[Exercise prompt]
Reproduce verbatim the part of the listing below that begins with the line containing "Could you please outline every instance of the small" and ends with the line containing "Please outline every instance of the small insect on flower.", including both of those lines.

═════ The input

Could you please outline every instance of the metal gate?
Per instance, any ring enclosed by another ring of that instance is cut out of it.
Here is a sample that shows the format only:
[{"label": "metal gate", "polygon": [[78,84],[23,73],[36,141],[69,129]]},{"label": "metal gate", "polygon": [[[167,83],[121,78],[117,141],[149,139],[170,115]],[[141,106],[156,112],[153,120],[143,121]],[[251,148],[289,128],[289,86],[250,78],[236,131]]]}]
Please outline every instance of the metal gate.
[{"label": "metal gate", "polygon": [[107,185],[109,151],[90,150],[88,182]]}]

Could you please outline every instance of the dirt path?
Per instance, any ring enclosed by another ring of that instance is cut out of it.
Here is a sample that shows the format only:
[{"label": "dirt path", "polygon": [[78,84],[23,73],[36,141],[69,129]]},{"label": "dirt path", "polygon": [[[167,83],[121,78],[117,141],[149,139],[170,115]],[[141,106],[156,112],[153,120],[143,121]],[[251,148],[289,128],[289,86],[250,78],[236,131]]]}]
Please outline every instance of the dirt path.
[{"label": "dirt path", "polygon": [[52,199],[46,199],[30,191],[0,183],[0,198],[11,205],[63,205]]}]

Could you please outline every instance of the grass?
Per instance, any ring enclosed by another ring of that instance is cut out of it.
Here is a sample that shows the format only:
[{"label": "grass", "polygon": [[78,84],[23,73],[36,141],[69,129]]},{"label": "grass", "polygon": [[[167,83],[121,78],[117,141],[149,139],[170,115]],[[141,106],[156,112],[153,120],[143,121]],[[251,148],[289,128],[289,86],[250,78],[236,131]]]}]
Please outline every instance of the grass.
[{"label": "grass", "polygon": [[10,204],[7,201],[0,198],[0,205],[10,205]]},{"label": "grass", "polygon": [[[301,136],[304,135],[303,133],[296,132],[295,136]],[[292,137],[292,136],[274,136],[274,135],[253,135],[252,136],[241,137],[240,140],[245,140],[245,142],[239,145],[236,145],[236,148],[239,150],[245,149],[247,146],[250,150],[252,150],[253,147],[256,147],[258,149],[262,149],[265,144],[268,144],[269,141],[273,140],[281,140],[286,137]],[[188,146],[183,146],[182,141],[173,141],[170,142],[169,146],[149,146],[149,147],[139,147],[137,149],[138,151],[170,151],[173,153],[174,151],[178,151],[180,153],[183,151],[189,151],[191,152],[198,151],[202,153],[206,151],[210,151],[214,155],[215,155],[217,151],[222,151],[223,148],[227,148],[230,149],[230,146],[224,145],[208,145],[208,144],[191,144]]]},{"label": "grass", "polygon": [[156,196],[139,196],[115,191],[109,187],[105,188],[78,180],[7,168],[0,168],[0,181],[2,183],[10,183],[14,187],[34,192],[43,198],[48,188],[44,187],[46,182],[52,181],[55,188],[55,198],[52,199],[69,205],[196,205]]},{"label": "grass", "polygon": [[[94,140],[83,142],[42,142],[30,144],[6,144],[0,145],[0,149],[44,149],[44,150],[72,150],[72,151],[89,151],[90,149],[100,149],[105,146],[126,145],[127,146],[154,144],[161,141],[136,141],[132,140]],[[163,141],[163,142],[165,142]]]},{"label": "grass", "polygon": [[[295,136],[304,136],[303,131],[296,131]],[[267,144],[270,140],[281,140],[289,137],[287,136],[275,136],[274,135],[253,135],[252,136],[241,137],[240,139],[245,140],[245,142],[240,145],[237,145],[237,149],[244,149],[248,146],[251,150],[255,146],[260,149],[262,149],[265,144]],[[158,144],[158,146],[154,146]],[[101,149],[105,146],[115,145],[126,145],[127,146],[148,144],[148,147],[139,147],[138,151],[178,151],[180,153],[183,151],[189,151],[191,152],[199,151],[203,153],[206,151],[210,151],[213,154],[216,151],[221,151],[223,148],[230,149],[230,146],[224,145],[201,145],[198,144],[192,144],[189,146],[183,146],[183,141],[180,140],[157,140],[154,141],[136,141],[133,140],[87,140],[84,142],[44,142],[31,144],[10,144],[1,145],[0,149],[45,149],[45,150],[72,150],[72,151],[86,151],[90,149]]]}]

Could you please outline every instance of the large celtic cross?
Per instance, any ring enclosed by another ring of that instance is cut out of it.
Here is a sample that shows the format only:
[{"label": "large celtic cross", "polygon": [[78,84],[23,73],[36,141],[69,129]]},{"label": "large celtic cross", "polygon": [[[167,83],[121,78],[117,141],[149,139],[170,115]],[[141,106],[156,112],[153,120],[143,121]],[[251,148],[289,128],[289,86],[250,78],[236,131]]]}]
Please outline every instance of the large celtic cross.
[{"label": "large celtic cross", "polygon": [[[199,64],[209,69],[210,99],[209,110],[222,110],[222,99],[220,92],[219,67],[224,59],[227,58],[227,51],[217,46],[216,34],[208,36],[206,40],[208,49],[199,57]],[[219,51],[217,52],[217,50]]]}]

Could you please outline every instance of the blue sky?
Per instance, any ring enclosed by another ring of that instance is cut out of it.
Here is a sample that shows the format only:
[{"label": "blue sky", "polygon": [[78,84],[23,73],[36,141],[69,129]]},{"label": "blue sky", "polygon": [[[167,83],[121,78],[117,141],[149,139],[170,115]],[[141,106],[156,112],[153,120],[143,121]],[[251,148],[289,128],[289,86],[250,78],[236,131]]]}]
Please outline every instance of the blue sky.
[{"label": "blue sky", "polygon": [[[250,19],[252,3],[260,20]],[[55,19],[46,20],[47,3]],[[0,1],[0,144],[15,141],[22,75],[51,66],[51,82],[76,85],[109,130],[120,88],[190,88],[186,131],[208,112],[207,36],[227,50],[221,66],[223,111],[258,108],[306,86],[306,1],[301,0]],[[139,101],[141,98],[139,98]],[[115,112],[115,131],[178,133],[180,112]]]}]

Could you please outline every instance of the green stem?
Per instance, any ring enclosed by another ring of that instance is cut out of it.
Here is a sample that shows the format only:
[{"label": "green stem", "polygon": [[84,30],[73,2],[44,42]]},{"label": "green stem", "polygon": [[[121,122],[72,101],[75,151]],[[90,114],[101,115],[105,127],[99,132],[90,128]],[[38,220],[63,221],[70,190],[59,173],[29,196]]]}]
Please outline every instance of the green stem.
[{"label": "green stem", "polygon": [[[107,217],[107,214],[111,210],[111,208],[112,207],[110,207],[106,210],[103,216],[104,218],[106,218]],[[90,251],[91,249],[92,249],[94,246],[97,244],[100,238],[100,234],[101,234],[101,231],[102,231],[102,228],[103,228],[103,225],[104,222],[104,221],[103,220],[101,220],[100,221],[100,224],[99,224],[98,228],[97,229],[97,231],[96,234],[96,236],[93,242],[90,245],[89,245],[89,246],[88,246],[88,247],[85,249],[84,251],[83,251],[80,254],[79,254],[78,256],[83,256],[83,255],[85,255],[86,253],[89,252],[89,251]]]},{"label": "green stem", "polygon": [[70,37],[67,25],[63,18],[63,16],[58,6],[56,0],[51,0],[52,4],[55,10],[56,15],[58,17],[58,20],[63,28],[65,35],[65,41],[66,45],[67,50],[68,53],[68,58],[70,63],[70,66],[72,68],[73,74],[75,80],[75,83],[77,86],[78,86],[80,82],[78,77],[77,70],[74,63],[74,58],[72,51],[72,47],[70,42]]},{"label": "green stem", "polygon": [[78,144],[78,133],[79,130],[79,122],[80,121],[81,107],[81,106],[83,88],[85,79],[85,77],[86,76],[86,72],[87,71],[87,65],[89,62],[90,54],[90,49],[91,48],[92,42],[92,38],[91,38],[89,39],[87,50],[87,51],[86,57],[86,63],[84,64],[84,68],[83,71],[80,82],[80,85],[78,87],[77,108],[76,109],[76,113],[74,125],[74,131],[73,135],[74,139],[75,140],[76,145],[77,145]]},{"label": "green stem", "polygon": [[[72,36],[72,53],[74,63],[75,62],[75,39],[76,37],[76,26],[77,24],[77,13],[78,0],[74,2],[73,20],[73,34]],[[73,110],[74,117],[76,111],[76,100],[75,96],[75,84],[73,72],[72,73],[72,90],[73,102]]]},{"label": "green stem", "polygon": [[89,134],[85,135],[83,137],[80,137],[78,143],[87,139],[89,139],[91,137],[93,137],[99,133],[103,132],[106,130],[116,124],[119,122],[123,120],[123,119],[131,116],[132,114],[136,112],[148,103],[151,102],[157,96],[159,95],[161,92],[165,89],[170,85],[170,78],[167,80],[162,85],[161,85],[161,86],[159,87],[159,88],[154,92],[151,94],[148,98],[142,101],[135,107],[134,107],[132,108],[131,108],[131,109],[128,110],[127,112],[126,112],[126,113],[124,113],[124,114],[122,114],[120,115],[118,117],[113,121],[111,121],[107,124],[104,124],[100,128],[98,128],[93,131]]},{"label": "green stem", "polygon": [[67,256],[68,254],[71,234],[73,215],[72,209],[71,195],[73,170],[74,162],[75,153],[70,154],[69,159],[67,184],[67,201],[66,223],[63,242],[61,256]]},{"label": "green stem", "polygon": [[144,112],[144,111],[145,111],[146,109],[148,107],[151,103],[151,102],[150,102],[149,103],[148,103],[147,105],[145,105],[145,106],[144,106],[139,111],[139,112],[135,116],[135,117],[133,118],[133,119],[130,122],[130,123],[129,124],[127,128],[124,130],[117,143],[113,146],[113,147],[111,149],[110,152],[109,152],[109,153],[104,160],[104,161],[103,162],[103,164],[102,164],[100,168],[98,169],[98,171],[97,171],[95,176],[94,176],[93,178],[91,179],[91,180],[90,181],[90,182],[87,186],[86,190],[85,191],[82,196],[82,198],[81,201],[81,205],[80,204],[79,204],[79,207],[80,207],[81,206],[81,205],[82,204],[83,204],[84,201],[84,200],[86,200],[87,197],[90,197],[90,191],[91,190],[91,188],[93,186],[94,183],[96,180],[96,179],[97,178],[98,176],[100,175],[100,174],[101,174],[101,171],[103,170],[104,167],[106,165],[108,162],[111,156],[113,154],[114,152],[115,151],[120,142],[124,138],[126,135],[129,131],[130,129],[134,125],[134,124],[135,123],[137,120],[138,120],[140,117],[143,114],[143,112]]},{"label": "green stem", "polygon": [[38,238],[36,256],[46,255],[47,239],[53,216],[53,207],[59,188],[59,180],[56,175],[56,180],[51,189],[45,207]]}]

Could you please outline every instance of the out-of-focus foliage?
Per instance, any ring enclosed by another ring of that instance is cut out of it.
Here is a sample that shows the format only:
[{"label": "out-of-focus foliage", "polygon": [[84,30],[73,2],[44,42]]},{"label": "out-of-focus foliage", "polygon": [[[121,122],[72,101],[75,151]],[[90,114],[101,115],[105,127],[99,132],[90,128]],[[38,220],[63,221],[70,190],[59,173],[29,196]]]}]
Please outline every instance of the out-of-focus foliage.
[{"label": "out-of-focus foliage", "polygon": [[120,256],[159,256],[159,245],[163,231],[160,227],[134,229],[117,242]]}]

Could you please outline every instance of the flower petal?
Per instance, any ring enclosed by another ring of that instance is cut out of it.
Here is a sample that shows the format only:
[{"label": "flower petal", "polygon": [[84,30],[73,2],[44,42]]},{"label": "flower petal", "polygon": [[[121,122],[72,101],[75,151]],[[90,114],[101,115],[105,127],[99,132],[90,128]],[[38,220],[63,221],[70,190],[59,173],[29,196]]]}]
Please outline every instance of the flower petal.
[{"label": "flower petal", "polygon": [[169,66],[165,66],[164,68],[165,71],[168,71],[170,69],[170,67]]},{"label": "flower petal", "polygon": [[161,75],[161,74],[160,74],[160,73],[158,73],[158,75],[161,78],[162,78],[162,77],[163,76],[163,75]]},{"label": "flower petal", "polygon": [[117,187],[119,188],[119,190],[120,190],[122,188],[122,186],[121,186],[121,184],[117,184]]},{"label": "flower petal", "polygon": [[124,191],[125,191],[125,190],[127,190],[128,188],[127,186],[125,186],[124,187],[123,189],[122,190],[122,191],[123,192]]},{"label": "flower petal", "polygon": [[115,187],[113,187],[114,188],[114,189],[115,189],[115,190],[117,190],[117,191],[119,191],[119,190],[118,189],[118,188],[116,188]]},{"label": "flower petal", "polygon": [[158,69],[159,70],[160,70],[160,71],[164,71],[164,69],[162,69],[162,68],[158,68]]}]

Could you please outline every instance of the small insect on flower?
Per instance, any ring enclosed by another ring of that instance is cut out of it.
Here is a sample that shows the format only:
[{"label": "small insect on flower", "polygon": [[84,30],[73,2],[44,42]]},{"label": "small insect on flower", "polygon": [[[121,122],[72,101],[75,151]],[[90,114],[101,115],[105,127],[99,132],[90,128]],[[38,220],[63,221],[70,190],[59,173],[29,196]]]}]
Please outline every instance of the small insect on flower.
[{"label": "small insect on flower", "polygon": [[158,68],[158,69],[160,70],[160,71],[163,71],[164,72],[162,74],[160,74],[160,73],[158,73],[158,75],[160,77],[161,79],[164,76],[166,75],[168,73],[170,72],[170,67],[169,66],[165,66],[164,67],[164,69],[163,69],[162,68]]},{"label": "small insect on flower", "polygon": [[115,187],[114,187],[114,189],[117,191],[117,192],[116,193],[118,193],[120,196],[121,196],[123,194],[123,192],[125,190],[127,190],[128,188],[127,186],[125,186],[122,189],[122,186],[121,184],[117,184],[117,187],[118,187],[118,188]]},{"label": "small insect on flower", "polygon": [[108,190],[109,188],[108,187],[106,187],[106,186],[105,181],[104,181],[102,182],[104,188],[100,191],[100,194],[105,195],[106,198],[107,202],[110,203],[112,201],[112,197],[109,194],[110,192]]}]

══════════

[Response to this task]
Could you please outline every instance of the small insect on flower?
Per instance, any ring enclosed by another ring of that instance is cut out of it.
Here is a sample that shows the format only:
[{"label": "small insect on flower", "polygon": [[84,30],[73,2],[44,42]]},{"label": "small insect on flower", "polygon": [[[121,122],[72,101],[75,151]],[[90,114],[101,115],[105,127],[99,132],[90,128]],[[38,220],[63,221],[70,190],[59,173],[29,196]]]}]
Please outline every instance of the small insect on flower.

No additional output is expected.